- **Exercise brief**
Repeat each entry exactly.

- **Task material**
*****

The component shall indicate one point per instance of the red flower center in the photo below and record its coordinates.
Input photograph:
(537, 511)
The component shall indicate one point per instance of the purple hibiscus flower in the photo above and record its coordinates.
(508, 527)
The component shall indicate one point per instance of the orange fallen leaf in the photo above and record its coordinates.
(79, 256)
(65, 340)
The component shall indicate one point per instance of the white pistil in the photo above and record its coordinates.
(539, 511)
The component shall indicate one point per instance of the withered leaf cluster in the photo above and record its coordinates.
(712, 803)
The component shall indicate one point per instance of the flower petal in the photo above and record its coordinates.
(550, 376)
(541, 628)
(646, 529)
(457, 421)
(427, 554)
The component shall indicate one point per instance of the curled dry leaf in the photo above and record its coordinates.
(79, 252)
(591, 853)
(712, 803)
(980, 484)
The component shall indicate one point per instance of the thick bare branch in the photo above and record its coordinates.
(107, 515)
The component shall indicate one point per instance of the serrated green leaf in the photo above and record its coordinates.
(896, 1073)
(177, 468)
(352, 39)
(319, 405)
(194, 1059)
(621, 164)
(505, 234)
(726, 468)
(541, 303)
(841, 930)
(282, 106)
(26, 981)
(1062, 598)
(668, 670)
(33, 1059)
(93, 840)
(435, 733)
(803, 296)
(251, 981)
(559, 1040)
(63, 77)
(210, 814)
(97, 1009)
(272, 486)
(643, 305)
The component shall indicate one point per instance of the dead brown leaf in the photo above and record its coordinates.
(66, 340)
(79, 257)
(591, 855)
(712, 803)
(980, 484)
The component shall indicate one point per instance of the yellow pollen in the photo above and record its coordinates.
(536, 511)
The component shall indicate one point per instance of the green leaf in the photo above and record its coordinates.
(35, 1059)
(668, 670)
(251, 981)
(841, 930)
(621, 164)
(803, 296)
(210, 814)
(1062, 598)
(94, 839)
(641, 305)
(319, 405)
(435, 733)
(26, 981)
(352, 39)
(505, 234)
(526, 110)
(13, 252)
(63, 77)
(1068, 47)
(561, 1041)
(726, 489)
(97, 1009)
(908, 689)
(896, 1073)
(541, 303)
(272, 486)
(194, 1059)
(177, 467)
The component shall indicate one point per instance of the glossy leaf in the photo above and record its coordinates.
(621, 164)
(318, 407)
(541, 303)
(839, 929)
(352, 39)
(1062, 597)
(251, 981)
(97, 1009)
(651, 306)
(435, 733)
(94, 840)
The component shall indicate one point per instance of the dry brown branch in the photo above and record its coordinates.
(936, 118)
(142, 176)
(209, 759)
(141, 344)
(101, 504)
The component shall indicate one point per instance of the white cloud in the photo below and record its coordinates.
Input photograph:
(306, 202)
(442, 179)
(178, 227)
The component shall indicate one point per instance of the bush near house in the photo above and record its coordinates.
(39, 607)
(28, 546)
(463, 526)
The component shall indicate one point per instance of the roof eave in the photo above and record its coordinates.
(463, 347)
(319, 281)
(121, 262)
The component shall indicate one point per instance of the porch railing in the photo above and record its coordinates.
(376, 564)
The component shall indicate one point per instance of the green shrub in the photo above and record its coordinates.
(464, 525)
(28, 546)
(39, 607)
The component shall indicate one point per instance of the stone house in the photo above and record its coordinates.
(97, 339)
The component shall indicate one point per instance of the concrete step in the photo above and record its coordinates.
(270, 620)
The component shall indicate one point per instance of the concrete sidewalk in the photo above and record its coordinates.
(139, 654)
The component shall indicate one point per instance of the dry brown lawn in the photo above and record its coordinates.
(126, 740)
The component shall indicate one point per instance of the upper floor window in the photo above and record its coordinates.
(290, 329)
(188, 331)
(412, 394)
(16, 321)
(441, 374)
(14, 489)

*****

- **Answer to this exercise**
The component shall indicate one point per instance of the red flower center in the photo below and record its coordinates.
Input photograph:
(537, 511)
The component shall indicate one point per instance of the purple hibiscus flower in the photo above and record its coordinates.
(508, 527)
The component shall indicate one point per instance of the orange fallen leaf in the photo above and record its coordinates.
(79, 256)
(65, 340)
The component shall indicate one point per instance of the white pistil in the photo above and record its coordinates.
(539, 511)
The component shall indicate one point per instance of the withered leaf cluster in the photo above and record its coordinates.
(712, 803)
The component shall indicate one point per instance of the flower petal in the photo above and record its coordinates.
(550, 376)
(541, 628)
(646, 529)
(457, 421)
(427, 554)
The component shall indicate one point per instance of the curled dry leaf in the photo above and record its coordinates.
(79, 252)
(591, 853)
(712, 803)
(980, 484)
The component shall indicate one point per instance of the thick bare branch in the photo above and record its coordinates.
(107, 515)
The component shall indicate one point per instance of the serrated green leaf in the photo above and record its coordinates.
(896, 1073)
(177, 468)
(352, 39)
(319, 405)
(194, 1059)
(621, 164)
(505, 234)
(726, 468)
(541, 303)
(841, 930)
(282, 106)
(26, 981)
(1062, 598)
(668, 670)
(33, 1059)
(93, 840)
(435, 733)
(803, 296)
(251, 981)
(559, 1040)
(63, 77)
(210, 814)
(97, 1009)
(272, 486)
(643, 305)
The component shall indicate one point per instance of the dead brown leaf in the photo above and record its coordinates.
(66, 340)
(79, 257)
(591, 855)
(712, 803)
(980, 484)
The component shall indicate one point per instance of the yellow pollen in the photo above and record its coordinates.
(536, 511)
The component shall indicate one point per instance of the green leaf in the photo above and record its coordinates.
(35, 1059)
(668, 670)
(251, 981)
(841, 930)
(621, 164)
(803, 296)
(210, 814)
(1062, 598)
(94, 839)
(641, 305)
(319, 405)
(435, 733)
(26, 981)
(352, 39)
(505, 234)
(526, 110)
(13, 252)
(63, 77)
(1068, 47)
(561, 1041)
(726, 489)
(97, 1009)
(908, 689)
(896, 1073)
(541, 303)
(272, 486)
(194, 1059)
(177, 467)
The component shall indicate one point per instance of the glossy leaf in the photo above and record its coordinates.
(621, 164)
(318, 407)
(541, 303)
(839, 929)
(352, 39)
(1062, 597)
(251, 981)
(97, 1009)
(651, 306)
(435, 733)
(94, 840)
The component shall indicate one point per instance of the dry brown branch in the photo above and record its coordinates.
(936, 118)
(142, 176)
(209, 759)
(141, 344)
(101, 504)
The component shall indicate one point per instance of the white cloud in the photo below and record its coordinates.
Input photograph:
(306, 202)
(442, 179)
(178, 227)
The component shall indicate one point per instance of the bush near house in the photo above and record its coordinates.
(39, 607)
(28, 546)
(463, 526)
The component shall indicate one point per instance of the roof eave in the photo above and record its coordinates.
(463, 347)
(319, 281)
(121, 262)
The component shall indicate one point per instance of the porch railing in the photo above and record its coordinates.
(376, 564)
The component shall indicate one point per instance of the green shrub in the photo above and record its coordinates.
(464, 525)
(28, 546)
(39, 607)
The component shall indicate one point per instance of the stone house in the photo above and record its coordinates.
(97, 339)
The component shall indicate one point per instance of the concrete step in the photo above and record its coordinates.
(270, 620)
The component shall indicate one point per instance of the concrete sidewalk in the photo above and record its coordinates.
(139, 654)
The component shall indicate one point per instance of the dry brown lawn in the photo above and record its coordinates.
(126, 740)
The component shall indicate one point per instance of the upper floor window in the photo above and record its coordinates.
(290, 329)
(188, 331)
(412, 394)
(16, 321)
(441, 374)
(14, 489)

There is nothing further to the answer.